SHORT EXERCISE:
Please pull out every line in the entries below that contains the word "frame".

··· RECORDS FOR THE EXERCISE

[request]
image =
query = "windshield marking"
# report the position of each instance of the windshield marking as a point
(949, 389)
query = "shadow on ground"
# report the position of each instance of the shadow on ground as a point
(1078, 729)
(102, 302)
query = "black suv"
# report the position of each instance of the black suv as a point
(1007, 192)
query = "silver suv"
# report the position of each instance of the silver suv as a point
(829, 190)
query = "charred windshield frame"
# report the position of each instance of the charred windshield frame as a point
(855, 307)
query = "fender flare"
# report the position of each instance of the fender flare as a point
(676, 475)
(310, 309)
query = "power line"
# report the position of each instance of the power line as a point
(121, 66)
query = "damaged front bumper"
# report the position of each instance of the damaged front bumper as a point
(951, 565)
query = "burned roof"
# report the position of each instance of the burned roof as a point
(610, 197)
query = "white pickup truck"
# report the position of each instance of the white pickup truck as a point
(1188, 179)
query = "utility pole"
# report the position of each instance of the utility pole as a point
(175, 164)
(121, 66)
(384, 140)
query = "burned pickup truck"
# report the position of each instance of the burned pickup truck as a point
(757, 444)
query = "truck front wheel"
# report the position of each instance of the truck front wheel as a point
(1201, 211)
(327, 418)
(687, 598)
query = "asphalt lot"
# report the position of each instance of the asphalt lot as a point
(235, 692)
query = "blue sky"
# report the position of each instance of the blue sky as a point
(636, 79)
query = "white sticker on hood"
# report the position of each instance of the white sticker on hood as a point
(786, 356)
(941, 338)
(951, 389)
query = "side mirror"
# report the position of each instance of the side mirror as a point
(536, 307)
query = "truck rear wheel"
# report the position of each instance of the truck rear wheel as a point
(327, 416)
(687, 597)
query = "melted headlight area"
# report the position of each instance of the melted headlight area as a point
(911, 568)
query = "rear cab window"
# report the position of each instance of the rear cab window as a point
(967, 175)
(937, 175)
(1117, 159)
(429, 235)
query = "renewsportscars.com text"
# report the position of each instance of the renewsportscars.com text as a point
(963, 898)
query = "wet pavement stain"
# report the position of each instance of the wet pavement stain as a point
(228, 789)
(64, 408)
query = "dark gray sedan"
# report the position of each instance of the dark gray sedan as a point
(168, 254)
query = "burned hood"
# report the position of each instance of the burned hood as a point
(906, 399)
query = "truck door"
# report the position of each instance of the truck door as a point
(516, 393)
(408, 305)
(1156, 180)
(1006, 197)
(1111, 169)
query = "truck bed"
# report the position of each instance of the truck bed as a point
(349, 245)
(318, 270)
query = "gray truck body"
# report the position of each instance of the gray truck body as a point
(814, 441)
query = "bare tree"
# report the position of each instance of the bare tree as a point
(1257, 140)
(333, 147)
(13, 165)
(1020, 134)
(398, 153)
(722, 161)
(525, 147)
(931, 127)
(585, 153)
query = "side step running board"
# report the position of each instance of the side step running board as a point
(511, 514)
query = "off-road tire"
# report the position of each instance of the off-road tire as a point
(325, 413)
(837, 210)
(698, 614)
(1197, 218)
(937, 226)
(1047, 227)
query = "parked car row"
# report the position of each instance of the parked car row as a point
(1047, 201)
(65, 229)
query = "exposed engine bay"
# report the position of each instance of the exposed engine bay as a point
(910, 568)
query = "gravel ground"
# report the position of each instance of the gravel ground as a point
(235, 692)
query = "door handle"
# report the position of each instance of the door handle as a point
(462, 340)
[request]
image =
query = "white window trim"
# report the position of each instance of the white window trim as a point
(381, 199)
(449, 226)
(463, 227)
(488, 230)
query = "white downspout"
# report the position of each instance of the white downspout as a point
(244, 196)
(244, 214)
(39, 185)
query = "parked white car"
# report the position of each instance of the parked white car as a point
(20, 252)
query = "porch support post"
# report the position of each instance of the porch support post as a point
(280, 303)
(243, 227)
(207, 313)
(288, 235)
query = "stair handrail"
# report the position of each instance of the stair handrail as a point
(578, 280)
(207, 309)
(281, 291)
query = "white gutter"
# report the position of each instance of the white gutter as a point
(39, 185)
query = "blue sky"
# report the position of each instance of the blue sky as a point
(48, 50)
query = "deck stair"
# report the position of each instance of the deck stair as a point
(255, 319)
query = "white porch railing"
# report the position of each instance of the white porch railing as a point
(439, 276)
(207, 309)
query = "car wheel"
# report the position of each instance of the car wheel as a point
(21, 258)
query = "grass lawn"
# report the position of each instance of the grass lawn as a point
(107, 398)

······
··· RECORDS FOR THE EXERCISE

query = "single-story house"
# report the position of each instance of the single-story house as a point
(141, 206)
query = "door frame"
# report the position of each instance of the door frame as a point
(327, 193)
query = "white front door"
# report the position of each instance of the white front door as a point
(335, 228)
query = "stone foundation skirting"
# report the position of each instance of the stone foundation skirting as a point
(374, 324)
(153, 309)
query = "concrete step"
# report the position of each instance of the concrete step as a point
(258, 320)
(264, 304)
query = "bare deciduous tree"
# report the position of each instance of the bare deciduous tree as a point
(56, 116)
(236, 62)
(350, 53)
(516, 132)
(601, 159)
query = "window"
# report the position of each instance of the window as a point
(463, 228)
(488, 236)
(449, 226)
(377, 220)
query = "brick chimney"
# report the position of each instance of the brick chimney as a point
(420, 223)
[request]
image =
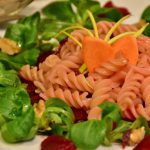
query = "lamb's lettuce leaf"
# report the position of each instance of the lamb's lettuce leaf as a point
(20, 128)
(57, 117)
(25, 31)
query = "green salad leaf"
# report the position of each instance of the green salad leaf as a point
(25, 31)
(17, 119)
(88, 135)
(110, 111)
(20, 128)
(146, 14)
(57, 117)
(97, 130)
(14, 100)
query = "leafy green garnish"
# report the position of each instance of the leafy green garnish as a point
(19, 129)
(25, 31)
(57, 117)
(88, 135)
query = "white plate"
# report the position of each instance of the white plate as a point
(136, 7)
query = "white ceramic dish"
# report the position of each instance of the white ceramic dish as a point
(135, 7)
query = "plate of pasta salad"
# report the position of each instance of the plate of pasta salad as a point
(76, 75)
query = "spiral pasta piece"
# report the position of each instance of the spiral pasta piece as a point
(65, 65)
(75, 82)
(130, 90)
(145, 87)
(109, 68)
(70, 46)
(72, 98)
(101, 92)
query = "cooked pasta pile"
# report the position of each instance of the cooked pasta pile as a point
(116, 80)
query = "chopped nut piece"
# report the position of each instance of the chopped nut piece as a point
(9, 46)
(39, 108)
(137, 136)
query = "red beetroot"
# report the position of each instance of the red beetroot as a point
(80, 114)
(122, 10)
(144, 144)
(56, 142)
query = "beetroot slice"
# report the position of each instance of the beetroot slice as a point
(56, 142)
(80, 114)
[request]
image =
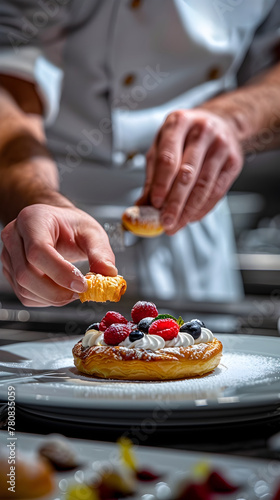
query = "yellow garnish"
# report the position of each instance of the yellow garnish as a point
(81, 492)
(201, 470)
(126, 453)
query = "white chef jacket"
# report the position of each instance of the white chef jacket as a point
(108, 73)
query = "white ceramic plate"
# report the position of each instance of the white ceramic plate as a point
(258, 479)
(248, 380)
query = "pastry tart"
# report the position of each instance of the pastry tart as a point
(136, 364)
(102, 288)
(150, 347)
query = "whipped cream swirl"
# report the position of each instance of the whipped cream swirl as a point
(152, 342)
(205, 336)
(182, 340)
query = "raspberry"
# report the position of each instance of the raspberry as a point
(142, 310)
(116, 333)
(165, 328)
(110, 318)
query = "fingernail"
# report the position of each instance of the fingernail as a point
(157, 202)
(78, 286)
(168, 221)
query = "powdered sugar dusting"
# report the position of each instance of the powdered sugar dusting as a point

······

TASK RESULT:
query = "charred windshield frame"
# report the position of each instance of the charred windshield frame as a point
query = "door frame"
# report the position of each instance of the door frame as a point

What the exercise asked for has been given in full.